WORK ITEM A:
According to the text on dentures, how often should dentures be replaced?
WORK ITEM B:
Write the next part of the text on dentures, continuing from where it stops.

PROVIDED TEXT:
Dentures are removable appliances with artificial teeth to replace your missing natural teeth and help to restore your smile. Dentures make it easier to eat and speak better as compared to missing teeth. Fabrication usually takes a few visits. Dentures tend to accelerate bone loss which makes dentures wearing more uncomfortable in later years. It is recommended that dentures should be replaced every 3-5 years.
Types of dentures:
- Partial dentures: If you have lost some teeth
- Complete/Full dentures: If you have lost all of your teeth (upper or lower)
- Implant-Retained Denture
Dentures normally seat on the gum tissues and move slightly during eating and talking. To minimise these movement, root-like titanium posts or screws (implants) may be surgically placed into the jawbone to act as pillars for the dentures to be clipped onto. For people having difficulty adapting to denture wearing, they may approach their dentist to ask if they are suitable for implant-retained denture.

(Collected data entries)
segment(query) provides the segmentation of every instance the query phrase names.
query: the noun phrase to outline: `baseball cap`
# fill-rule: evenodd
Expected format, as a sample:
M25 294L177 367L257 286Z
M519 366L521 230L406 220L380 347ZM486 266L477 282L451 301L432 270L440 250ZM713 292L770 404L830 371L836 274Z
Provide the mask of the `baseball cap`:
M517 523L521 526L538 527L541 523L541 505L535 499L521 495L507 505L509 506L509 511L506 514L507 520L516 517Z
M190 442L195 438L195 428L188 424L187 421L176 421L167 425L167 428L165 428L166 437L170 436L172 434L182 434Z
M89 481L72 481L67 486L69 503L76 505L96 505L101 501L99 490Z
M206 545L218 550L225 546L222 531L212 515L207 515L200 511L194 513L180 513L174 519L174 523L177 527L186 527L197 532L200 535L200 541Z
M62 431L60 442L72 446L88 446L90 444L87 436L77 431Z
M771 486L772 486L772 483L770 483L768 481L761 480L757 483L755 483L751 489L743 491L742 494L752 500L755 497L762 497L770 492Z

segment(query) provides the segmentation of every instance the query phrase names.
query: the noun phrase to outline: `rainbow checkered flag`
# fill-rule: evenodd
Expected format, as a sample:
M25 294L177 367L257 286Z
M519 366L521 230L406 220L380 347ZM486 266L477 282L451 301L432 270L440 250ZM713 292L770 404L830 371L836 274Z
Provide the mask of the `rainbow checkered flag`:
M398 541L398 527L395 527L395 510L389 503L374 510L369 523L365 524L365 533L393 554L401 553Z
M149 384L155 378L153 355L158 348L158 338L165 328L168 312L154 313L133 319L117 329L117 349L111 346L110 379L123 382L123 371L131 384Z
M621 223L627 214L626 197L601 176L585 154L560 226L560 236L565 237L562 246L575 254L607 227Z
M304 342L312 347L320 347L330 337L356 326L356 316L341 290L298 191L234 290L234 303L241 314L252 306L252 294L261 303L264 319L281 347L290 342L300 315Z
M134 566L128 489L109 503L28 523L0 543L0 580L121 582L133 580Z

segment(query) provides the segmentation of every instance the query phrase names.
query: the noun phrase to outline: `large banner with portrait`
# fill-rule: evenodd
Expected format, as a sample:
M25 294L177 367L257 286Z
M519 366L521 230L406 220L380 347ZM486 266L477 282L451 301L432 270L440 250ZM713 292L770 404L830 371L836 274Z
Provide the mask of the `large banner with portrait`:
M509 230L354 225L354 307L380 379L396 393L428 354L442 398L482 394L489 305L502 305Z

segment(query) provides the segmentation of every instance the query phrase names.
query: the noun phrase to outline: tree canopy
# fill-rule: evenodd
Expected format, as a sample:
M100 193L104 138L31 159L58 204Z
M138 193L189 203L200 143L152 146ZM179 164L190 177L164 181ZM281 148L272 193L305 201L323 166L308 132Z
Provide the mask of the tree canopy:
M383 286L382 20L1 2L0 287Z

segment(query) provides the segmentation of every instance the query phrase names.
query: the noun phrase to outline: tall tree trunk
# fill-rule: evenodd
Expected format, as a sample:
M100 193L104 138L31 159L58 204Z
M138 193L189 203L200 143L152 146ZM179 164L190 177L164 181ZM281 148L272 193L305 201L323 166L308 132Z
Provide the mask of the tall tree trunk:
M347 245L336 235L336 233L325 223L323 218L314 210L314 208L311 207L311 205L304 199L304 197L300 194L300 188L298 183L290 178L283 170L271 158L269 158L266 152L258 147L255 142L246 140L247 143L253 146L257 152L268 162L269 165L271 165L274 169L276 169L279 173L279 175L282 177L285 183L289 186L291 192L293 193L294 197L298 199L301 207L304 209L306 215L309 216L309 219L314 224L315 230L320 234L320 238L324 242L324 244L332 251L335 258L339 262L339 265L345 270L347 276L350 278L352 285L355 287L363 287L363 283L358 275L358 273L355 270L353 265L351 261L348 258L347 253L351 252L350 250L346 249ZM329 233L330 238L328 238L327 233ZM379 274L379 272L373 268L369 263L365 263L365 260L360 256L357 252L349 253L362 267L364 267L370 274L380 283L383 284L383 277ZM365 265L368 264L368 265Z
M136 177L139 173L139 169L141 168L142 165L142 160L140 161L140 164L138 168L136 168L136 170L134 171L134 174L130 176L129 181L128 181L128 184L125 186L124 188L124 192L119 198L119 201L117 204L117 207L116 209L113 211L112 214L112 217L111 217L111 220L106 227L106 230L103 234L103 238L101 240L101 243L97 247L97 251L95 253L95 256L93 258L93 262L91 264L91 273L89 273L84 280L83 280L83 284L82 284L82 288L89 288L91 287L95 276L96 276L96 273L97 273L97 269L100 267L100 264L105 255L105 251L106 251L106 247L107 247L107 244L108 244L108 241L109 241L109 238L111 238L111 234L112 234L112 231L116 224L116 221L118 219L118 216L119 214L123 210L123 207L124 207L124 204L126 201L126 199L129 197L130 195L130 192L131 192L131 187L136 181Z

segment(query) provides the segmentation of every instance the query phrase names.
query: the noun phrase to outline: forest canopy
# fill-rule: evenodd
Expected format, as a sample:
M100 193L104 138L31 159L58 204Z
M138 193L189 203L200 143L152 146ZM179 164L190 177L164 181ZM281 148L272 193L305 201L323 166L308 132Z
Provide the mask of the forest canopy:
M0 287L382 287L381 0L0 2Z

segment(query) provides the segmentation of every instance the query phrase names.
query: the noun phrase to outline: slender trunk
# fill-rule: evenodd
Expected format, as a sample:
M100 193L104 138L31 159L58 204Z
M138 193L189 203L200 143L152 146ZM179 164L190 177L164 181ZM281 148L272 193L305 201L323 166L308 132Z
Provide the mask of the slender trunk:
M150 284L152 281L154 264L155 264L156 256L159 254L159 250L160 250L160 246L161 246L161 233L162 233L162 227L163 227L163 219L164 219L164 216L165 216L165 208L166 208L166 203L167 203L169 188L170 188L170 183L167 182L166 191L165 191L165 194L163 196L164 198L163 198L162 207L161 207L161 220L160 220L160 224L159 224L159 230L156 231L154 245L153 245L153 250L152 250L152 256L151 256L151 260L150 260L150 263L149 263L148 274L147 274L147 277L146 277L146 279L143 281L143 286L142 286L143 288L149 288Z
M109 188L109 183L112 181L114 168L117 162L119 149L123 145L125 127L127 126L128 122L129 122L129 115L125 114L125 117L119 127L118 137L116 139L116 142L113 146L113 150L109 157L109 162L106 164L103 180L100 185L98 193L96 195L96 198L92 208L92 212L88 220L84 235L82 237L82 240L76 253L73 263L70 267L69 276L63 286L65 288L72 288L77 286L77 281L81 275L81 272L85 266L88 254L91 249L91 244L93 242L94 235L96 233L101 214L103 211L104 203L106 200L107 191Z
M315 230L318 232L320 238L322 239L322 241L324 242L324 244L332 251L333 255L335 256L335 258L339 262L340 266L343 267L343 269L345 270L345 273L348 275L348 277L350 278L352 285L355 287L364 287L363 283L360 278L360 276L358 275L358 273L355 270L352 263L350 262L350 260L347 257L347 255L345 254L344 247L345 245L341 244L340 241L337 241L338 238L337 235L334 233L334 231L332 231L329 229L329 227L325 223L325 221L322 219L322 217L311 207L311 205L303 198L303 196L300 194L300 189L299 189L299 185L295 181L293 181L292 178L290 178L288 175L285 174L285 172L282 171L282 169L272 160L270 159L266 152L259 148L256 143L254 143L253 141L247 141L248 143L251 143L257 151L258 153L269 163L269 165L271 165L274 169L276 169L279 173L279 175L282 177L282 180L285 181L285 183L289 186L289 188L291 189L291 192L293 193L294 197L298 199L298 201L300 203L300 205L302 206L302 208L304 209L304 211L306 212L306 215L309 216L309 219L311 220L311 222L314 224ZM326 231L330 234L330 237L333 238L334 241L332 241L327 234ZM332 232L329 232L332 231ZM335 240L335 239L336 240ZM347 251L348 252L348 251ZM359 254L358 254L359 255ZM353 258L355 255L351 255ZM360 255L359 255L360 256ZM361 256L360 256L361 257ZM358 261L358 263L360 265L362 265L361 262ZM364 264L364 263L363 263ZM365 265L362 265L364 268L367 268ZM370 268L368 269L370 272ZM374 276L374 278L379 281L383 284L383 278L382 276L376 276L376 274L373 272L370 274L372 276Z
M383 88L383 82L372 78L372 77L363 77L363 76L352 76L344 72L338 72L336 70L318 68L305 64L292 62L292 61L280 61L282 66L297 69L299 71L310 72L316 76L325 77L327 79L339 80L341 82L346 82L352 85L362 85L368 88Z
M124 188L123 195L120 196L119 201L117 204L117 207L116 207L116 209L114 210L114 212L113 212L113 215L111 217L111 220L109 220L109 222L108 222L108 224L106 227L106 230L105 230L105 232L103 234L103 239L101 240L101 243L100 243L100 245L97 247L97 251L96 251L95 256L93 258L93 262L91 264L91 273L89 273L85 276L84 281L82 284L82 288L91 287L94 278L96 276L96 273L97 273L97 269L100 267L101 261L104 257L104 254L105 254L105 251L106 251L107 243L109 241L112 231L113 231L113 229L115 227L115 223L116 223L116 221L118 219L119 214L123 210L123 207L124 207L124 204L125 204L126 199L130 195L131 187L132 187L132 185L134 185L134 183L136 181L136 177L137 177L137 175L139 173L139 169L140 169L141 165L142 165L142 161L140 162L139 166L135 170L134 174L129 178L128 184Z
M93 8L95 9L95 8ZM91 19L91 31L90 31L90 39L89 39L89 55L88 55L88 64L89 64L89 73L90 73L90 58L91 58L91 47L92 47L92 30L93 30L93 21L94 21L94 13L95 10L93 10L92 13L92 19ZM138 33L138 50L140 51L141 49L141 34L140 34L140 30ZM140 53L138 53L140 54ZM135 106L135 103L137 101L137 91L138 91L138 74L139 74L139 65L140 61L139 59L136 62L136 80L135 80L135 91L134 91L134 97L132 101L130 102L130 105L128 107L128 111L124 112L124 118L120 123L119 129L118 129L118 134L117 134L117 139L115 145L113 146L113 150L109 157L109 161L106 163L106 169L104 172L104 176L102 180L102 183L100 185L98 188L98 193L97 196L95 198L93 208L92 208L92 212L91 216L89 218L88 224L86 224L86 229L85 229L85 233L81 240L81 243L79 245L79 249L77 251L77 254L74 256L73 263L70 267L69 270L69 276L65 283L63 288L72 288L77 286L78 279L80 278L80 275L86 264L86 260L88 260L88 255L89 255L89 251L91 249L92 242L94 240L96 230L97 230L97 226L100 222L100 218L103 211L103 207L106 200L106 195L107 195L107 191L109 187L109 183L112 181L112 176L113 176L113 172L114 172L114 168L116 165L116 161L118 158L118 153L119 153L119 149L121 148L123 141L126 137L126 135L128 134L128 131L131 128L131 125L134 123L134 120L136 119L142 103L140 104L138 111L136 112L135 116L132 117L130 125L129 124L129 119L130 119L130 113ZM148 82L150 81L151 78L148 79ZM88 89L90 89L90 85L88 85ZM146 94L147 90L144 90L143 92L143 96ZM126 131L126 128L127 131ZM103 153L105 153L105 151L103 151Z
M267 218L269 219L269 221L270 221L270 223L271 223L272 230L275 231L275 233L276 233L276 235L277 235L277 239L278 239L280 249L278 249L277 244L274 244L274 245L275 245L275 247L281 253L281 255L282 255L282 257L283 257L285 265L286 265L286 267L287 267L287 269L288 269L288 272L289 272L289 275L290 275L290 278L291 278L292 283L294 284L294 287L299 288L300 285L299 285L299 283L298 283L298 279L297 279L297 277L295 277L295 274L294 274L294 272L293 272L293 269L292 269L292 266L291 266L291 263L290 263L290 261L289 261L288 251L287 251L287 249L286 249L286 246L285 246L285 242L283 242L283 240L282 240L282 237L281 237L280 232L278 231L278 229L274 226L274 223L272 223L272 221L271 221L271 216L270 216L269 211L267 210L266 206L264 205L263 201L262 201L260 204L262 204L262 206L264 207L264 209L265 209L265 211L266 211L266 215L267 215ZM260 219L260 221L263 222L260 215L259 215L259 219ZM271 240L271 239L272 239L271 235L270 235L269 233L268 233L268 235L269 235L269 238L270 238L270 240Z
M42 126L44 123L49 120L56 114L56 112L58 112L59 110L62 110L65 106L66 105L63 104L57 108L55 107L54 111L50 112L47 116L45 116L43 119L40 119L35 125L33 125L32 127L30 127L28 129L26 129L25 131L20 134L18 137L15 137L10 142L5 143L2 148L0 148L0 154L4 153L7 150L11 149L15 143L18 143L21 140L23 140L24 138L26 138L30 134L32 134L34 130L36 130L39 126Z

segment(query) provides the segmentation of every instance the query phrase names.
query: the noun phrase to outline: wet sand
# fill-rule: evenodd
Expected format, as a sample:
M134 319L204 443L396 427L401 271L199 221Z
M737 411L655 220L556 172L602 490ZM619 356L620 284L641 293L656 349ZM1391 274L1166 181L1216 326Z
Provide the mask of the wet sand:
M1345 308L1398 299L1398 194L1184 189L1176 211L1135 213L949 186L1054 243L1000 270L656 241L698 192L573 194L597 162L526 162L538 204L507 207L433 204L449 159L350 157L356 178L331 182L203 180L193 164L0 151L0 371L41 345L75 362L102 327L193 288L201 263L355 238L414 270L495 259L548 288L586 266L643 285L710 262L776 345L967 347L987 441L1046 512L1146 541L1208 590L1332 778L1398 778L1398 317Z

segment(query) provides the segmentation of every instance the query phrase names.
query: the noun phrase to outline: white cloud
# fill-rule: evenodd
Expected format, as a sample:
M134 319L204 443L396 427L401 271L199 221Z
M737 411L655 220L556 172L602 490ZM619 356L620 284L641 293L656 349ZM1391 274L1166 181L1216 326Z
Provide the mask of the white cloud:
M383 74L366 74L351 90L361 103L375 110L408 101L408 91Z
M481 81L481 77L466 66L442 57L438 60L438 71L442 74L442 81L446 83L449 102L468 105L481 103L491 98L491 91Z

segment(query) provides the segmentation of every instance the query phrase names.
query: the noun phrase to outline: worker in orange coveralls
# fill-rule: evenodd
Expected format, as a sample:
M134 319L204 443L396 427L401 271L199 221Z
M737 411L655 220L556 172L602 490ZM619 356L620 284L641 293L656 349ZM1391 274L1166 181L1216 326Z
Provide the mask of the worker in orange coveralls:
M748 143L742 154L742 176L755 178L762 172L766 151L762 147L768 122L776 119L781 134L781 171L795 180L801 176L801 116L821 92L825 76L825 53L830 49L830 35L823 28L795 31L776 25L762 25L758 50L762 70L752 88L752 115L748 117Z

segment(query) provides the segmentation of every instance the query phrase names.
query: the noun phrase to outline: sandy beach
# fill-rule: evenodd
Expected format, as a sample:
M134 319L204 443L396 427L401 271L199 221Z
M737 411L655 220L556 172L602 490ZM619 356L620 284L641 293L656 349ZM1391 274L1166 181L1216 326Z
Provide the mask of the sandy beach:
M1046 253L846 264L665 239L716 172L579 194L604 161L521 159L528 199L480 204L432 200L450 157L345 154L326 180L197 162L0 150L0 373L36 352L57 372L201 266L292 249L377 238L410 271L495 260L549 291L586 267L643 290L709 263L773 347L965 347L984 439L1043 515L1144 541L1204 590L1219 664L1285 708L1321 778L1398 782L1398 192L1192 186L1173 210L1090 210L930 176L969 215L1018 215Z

WRITTEN ANSWER A:
Every 3-5 years.

WRITTEN ANSWER B:
Although dentures are custom-designed accordingly to individual’s mouth, it will take some time to get used to eating and talking with the new dentures. Practice with soft diet and reading aloud will shorten the adaptation period. Slight discomfort is common during the first few days or weeks of wearing them. It is advisable to make a note of the area of discomfort and bring it up to your dentist the next time you visit the clinic.
- Remove denture carefully from mouth after a meal to wash away food debris.
- Before bedtime, dentures should be removed and brushed thoroughly with water, soak it in a container filled with water.
- Do not adjust metal parts of denture by yourself, seek dentist for help to adjust your dentures.
Dentures are used daily and undergo wear and tear quicker than our own teeth. Our gum tissues and teeth also change with time. It should be replaced once it does not fit well anymore. Ill-fitting dentures can cause irritation to gum tissues and will cause ulcers.